• _To do_: Make an exact copy of the records that follow, with each picture omitted.

-- Opening Marker --

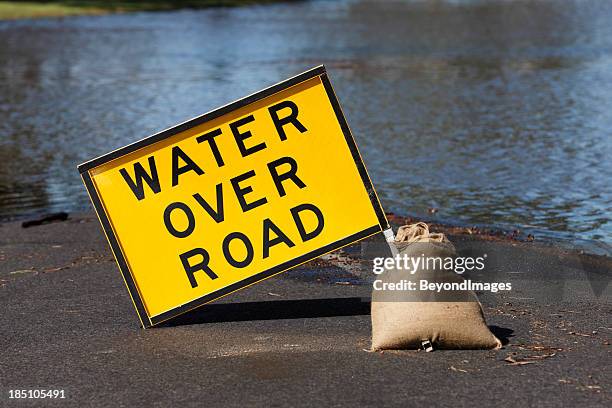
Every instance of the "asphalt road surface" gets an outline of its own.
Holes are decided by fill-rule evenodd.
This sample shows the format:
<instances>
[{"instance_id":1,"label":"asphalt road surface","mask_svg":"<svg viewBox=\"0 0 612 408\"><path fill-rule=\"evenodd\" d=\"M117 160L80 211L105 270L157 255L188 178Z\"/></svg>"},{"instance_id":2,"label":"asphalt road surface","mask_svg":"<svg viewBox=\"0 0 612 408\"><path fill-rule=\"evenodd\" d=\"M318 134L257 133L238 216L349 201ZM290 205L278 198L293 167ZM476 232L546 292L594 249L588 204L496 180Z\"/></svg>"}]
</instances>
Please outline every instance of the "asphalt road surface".
<instances>
[{"instance_id":1,"label":"asphalt road surface","mask_svg":"<svg viewBox=\"0 0 612 408\"><path fill-rule=\"evenodd\" d=\"M513 282L481 298L501 350L369 352L359 245L143 330L95 217L3 224L0 405L610 406L612 262L451 239Z\"/></svg>"}]
</instances>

-- Closing Marker --

• _Answer box_:
Every instance of the "asphalt road surface" gets an outline of its own.
Holes are decided by fill-rule evenodd.
This sample shows the format:
<instances>
[{"instance_id":1,"label":"asphalt road surface","mask_svg":"<svg viewBox=\"0 0 612 408\"><path fill-rule=\"evenodd\" d=\"M117 160L80 211L105 270L157 255L188 178Z\"/></svg>"},{"instance_id":2,"label":"asphalt road surface","mask_svg":"<svg viewBox=\"0 0 612 408\"><path fill-rule=\"evenodd\" d=\"M318 134L257 133L238 216L349 201ZM290 205L278 198L293 167ZM476 232L546 292L594 249L588 204L496 180Z\"/></svg>"}]
</instances>
Please outline every instance of the "asphalt road surface".
<instances>
[{"instance_id":1,"label":"asphalt road surface","mask_svg":"<svg viewBox=\"0 0 612 408\"><path fill-rule=\"evenodd\" d=\"M513 282L481 298L501 350L369 352L359 245L143 330L95 217L3 224L0 405L610 406L612 262L451 239Z\"/></svg>"}]
</instances>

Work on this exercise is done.